▶ [Objectif énoncé A]:
Comptez les lignes de la liste qui contiennent le mot « collar », en tenant compte de la casse. Donnez uniquement ce nombre.

***** Extrait fourni

Deux pour le prix d'un, vraiment ?
S’il
est une page d’évangile connue par la plupart, pour ne pas dire par tous les
chrétiens, c’est bien celle que nous venons d’entendre ce matin en réponse à la
question posée par un scribe : Quel est le premier de tous les
commandements ? Et parce que cette page est très connue, nous prenons
chaque fois le risque de ne pas vraiment l’écouter, et le risque plus grand
encore de n’en pas écouter le commentaire. Je connais, je n’ai rien à apprendre
de plus ! C’est aussi ce que je pensais en préparant cette homélie. Mais quelle
erreur de ma part !

**********
***** Données fournies

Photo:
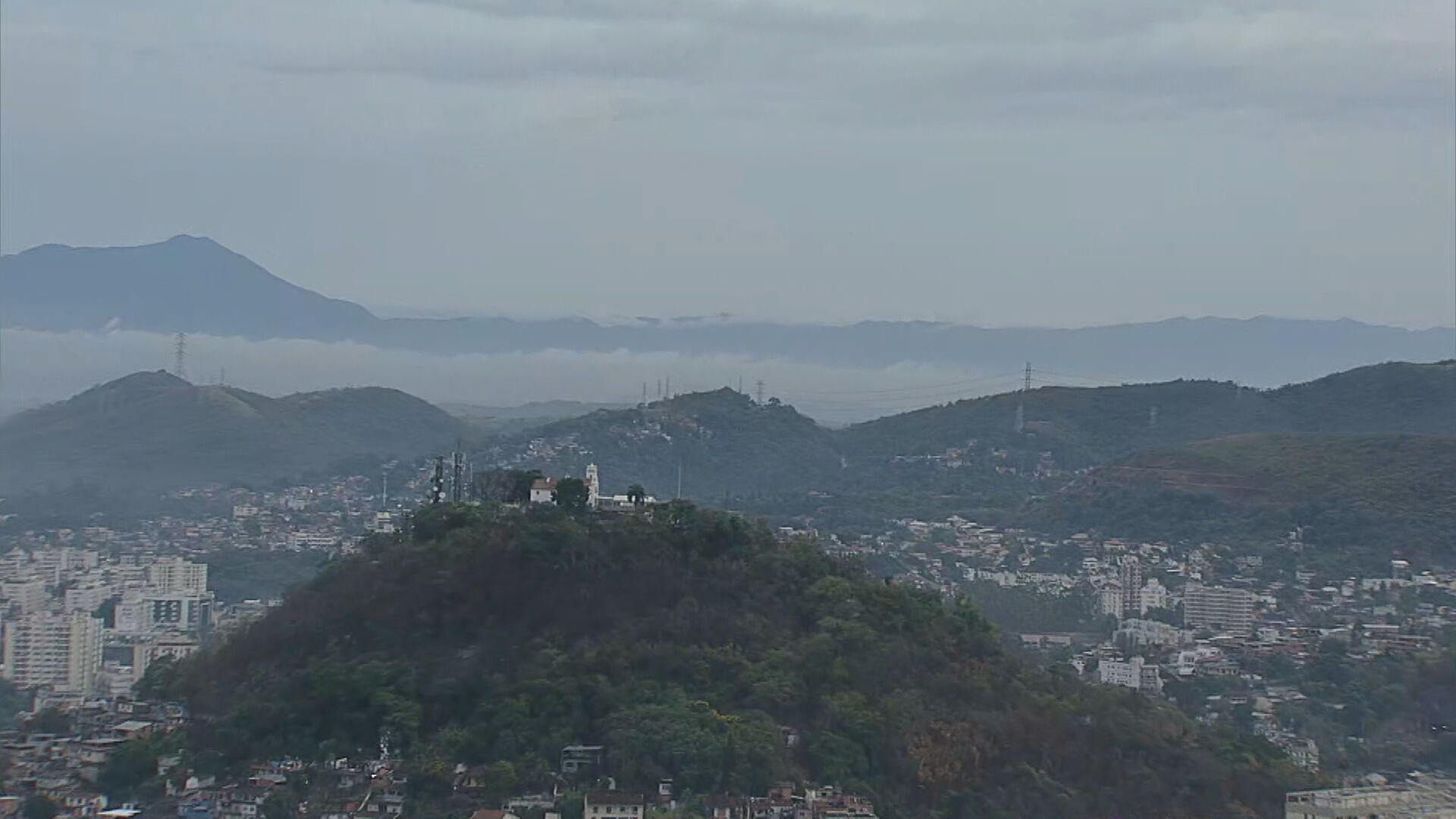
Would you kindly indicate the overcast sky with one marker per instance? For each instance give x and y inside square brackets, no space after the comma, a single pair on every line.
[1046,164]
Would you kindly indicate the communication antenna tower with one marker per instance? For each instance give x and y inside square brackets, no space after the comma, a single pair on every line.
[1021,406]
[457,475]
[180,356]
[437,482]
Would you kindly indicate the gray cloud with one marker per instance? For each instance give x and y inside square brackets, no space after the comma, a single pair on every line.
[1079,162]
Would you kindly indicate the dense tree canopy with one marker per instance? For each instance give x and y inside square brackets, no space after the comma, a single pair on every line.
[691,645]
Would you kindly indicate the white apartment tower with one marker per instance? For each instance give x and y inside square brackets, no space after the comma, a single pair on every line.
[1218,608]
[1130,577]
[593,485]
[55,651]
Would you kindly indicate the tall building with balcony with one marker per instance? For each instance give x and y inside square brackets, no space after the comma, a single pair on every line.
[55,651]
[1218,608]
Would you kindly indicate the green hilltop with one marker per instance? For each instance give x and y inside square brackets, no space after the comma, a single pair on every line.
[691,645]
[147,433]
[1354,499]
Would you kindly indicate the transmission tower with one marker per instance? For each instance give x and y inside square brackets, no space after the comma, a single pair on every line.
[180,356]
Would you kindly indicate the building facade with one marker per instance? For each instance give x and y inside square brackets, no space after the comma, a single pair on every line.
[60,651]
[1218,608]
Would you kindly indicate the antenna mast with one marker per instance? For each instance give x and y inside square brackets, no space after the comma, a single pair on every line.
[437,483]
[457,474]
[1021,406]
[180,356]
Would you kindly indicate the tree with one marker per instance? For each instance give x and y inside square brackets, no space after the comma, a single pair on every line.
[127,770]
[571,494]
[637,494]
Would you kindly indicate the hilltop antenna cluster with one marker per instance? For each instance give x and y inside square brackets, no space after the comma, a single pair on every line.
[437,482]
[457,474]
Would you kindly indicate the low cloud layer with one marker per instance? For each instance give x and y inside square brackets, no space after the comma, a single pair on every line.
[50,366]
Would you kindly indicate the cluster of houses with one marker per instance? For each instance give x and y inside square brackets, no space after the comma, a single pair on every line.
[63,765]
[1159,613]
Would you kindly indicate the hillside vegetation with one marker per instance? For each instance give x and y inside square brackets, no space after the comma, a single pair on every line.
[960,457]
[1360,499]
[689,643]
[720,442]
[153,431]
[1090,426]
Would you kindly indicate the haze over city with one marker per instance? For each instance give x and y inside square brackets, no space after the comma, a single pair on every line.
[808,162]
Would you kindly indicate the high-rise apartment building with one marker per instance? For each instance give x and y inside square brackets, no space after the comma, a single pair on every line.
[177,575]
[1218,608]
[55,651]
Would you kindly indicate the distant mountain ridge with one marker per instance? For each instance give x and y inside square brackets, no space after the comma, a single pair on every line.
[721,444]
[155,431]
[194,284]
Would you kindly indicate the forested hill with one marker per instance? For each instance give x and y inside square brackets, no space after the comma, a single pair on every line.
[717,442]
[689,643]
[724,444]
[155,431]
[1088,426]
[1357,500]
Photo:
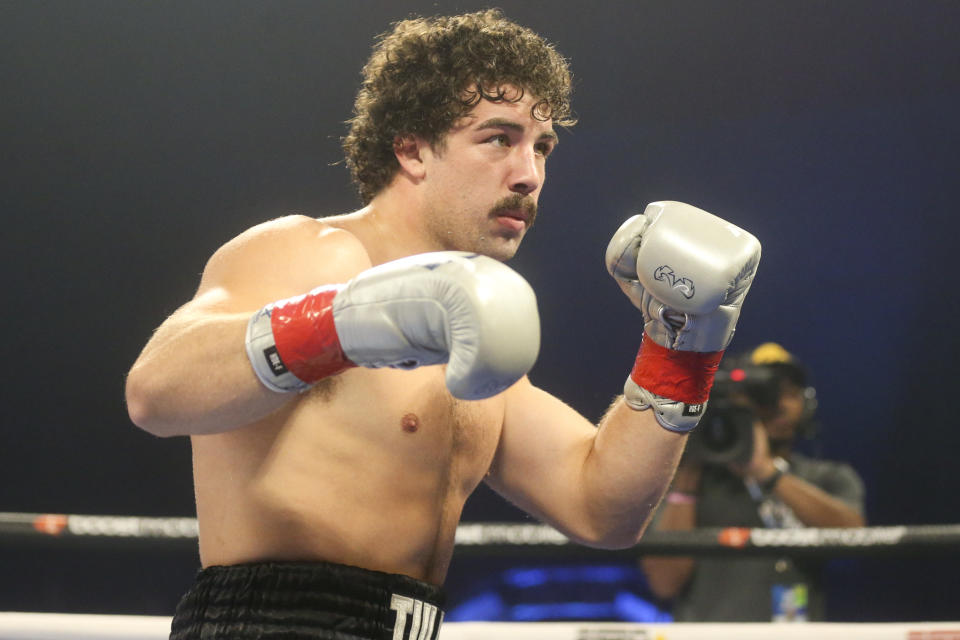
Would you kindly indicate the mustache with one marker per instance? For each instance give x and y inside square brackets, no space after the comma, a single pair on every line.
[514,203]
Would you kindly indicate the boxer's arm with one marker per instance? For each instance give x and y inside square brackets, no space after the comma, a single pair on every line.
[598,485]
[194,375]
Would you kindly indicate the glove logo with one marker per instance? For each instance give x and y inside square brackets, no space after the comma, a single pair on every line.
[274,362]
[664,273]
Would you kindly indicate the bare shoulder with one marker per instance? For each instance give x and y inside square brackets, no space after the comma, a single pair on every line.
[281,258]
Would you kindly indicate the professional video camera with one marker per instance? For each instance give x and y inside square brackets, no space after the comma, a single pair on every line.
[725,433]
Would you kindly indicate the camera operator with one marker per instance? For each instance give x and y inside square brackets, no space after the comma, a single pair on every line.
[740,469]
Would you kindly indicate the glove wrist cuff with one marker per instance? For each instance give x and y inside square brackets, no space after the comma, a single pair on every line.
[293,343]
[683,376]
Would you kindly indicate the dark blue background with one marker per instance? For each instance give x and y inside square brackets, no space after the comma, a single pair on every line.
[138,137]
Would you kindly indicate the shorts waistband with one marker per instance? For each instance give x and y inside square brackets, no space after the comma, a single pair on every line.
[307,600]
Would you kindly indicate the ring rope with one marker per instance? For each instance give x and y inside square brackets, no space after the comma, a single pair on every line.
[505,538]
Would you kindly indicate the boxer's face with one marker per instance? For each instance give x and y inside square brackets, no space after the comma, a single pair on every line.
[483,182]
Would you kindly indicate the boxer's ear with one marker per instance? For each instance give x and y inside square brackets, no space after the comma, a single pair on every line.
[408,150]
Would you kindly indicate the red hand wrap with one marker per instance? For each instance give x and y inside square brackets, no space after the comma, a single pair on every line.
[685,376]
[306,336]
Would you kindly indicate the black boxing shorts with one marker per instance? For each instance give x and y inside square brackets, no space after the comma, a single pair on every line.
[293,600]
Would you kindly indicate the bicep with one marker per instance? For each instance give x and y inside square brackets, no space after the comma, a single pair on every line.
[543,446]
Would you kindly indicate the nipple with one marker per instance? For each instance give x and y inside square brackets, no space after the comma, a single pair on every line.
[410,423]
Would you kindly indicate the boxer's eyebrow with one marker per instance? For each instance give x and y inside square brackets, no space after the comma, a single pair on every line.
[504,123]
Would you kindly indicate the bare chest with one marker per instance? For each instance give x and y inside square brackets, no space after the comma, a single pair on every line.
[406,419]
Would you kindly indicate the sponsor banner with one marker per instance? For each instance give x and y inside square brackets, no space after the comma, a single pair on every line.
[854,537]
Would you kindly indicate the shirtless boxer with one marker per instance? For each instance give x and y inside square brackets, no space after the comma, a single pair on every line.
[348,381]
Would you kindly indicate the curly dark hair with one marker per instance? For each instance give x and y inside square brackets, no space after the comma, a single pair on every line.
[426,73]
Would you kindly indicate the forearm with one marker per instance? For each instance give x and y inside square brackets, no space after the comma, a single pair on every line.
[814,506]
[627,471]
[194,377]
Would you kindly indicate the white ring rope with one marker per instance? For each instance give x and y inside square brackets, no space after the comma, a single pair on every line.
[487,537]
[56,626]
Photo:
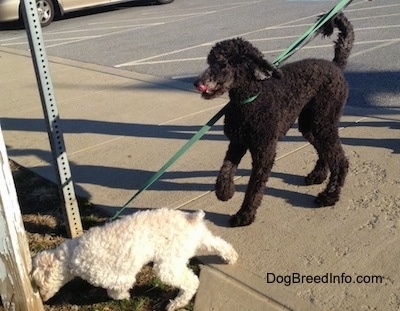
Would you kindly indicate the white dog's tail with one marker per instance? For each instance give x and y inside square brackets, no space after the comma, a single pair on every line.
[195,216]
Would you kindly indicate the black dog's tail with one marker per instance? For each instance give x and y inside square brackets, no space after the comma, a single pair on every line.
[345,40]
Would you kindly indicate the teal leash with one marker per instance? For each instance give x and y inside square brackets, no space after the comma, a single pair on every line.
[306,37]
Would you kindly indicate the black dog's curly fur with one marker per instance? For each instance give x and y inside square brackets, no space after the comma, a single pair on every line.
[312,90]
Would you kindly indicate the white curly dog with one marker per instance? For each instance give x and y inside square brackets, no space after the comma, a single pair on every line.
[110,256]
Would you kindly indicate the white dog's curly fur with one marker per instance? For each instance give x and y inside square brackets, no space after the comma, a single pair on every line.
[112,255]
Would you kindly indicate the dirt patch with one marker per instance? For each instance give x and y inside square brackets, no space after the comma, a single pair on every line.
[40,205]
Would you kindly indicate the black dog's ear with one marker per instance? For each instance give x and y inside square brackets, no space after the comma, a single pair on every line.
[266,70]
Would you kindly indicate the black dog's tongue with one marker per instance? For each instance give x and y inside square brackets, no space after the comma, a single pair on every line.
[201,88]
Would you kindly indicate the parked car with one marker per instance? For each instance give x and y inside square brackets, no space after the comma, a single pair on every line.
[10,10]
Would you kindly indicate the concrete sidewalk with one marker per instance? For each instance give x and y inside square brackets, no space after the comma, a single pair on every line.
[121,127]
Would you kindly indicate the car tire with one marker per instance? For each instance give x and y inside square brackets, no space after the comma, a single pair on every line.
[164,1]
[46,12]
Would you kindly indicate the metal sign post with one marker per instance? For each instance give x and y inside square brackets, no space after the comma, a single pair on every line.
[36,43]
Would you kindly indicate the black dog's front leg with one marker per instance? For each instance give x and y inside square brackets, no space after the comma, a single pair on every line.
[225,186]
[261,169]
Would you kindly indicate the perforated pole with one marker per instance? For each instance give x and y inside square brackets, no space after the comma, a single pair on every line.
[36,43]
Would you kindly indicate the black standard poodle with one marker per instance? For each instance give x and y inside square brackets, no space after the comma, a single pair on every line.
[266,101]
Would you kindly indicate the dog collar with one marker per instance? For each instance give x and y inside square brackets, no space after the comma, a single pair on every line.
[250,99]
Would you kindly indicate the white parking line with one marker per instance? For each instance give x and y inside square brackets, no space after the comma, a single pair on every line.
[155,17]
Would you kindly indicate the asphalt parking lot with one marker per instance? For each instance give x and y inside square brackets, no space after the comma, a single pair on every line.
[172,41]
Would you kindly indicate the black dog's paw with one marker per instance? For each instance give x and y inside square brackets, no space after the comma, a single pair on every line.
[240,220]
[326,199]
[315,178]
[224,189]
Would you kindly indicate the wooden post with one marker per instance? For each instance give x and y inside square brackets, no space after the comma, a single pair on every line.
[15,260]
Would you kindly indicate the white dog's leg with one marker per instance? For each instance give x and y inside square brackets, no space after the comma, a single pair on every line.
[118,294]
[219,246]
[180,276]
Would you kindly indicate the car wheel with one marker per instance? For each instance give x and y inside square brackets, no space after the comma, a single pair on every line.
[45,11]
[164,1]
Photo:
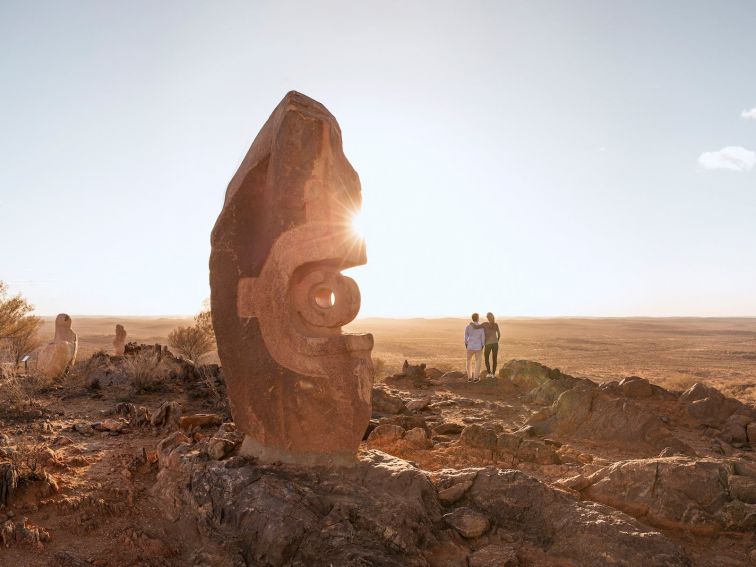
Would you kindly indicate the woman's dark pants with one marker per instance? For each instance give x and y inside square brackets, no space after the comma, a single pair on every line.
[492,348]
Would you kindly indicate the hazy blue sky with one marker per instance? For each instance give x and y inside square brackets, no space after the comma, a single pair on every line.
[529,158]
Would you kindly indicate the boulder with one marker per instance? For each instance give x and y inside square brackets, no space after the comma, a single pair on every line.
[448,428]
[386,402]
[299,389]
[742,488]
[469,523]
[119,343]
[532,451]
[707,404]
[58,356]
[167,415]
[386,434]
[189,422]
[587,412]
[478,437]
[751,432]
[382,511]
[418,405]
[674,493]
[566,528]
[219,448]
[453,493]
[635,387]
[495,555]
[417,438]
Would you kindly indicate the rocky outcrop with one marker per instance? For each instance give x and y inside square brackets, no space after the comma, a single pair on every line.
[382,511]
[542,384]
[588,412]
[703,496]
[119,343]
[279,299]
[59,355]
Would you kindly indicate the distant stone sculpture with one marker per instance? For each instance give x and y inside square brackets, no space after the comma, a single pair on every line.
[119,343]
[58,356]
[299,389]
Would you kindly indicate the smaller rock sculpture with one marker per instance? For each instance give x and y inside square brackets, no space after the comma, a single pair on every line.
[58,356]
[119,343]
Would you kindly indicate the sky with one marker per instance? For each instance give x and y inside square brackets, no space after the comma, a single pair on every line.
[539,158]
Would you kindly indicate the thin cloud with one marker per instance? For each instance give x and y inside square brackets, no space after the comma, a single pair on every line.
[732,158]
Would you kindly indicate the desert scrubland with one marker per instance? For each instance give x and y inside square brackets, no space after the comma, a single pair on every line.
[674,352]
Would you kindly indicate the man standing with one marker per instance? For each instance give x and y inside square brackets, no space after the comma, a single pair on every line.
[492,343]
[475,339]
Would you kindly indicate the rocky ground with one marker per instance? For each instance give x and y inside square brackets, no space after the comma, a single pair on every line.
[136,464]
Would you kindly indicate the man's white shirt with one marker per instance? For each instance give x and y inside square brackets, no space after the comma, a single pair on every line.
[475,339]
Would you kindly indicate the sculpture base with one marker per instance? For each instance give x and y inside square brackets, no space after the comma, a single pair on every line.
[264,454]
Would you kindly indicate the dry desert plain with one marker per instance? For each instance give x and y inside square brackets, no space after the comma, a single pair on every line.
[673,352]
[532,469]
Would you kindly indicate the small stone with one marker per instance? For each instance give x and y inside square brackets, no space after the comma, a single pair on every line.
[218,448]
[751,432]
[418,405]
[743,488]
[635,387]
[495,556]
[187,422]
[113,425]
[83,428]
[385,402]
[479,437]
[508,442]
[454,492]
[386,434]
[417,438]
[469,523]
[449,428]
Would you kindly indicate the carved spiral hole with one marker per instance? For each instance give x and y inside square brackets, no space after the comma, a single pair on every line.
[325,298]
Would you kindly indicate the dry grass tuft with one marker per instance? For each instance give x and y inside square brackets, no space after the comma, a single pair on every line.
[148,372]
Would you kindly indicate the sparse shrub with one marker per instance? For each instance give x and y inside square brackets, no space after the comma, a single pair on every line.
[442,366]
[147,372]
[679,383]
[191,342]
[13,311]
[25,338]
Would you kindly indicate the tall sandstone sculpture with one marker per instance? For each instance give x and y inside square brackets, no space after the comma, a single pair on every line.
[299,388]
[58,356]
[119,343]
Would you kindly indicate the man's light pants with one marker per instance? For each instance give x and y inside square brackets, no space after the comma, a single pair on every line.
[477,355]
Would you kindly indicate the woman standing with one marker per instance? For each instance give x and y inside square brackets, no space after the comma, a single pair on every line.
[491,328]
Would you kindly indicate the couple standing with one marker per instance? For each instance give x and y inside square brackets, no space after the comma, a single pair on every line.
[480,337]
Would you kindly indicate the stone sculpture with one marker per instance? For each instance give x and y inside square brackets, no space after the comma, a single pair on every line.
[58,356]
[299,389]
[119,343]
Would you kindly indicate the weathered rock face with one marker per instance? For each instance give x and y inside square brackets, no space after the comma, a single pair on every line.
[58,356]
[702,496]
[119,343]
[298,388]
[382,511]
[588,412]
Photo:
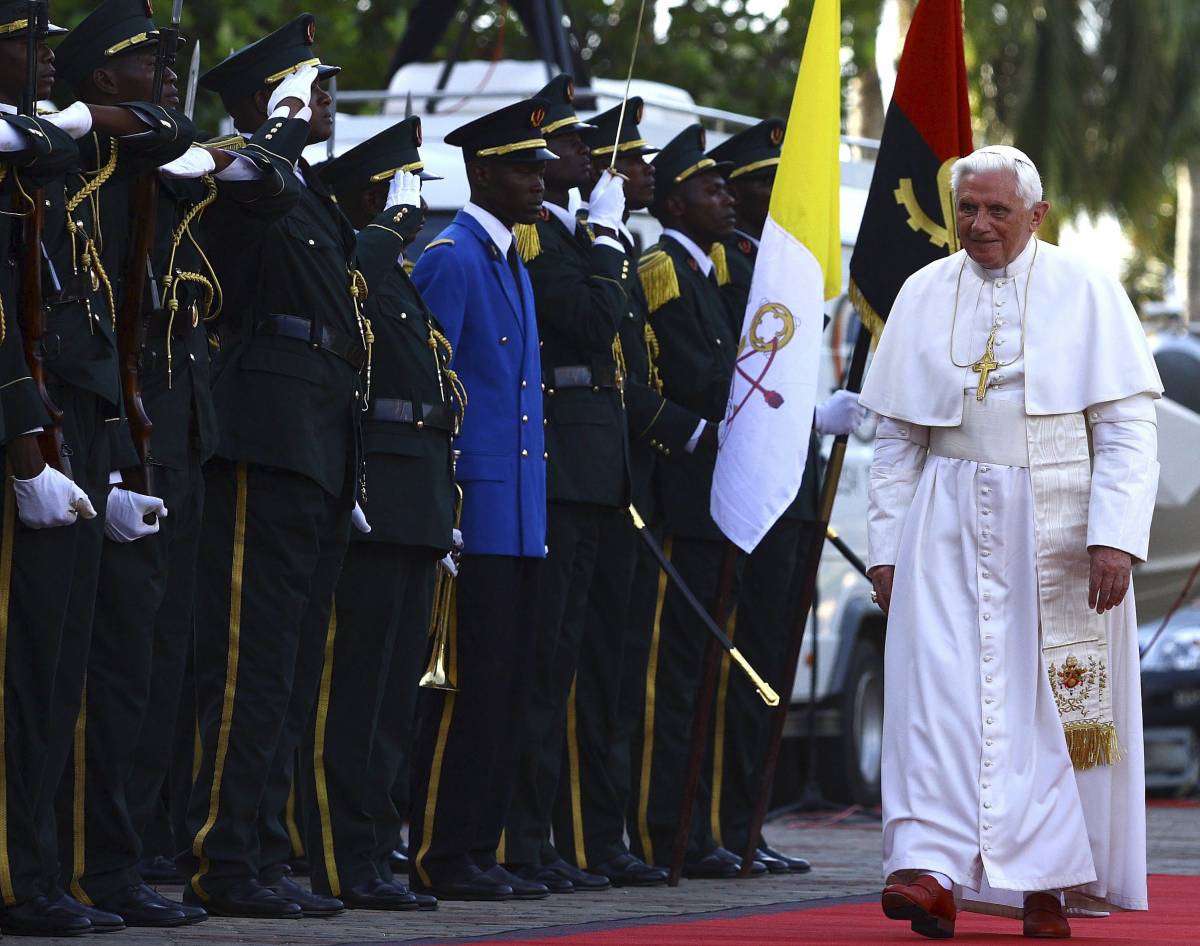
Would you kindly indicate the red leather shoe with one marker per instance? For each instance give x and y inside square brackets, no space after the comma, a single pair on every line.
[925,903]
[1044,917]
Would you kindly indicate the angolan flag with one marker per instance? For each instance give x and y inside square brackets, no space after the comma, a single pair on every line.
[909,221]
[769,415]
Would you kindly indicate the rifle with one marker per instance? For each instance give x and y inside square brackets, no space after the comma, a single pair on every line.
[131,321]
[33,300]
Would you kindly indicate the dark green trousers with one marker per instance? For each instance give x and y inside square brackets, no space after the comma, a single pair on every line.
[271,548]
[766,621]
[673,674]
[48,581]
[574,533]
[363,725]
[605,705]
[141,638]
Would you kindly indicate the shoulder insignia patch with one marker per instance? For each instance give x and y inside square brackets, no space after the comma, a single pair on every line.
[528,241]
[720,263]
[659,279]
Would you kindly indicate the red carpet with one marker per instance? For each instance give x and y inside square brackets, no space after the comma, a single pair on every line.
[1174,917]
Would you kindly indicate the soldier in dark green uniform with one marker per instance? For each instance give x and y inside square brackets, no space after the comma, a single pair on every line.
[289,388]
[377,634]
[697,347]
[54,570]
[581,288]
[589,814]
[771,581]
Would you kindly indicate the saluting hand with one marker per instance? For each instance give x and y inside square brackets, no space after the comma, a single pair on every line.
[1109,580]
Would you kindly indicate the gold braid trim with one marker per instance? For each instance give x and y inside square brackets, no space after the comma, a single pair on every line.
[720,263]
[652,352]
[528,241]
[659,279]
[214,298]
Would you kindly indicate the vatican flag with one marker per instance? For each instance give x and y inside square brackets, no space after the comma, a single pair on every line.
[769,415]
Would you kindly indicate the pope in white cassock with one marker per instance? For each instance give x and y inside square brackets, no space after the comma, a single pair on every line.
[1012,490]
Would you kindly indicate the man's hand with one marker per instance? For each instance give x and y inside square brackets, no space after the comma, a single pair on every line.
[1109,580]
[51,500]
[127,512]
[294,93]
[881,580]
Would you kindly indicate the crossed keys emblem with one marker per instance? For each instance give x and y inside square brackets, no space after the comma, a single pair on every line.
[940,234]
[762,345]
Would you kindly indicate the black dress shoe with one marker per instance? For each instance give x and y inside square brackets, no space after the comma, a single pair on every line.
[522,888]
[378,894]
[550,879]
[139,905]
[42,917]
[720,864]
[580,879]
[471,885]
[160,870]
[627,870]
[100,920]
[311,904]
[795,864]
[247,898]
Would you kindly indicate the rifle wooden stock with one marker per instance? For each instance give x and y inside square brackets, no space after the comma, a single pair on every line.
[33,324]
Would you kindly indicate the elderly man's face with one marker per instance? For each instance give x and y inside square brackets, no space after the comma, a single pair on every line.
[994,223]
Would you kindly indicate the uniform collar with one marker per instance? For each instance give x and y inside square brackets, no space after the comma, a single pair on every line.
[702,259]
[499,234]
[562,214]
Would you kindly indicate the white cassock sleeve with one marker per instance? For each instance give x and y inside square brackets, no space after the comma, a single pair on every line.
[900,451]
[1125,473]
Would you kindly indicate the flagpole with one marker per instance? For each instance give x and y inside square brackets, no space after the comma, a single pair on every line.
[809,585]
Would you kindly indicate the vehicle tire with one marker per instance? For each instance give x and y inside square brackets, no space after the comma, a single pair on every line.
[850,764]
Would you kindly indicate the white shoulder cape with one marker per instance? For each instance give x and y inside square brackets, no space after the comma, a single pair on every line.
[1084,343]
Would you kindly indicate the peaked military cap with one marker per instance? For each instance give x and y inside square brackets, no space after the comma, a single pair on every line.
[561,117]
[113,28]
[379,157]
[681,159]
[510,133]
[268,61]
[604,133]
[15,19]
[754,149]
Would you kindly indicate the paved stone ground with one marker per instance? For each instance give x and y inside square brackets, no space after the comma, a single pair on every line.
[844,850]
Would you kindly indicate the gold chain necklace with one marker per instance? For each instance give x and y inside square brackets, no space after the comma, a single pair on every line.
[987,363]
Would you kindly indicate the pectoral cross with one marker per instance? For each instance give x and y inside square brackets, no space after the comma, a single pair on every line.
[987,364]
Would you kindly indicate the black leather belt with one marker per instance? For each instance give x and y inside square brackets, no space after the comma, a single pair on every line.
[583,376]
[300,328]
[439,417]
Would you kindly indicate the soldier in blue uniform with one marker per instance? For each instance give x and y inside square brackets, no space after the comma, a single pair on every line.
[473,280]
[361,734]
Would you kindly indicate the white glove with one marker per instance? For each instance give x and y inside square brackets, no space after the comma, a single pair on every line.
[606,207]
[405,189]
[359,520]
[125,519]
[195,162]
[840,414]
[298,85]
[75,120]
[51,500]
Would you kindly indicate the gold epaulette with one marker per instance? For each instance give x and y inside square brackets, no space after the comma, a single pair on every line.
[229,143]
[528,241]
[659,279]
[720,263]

**********

▶ [Objectif énoncé B]:
Relevez, dans l'extrait fourni ci-dessus, tous les verbes conjugués dont le sujet est le pronom « je ».

▶ [Bonne réponse A]:
2

▶ [Bonne réponse B]:
connais
ai
pensais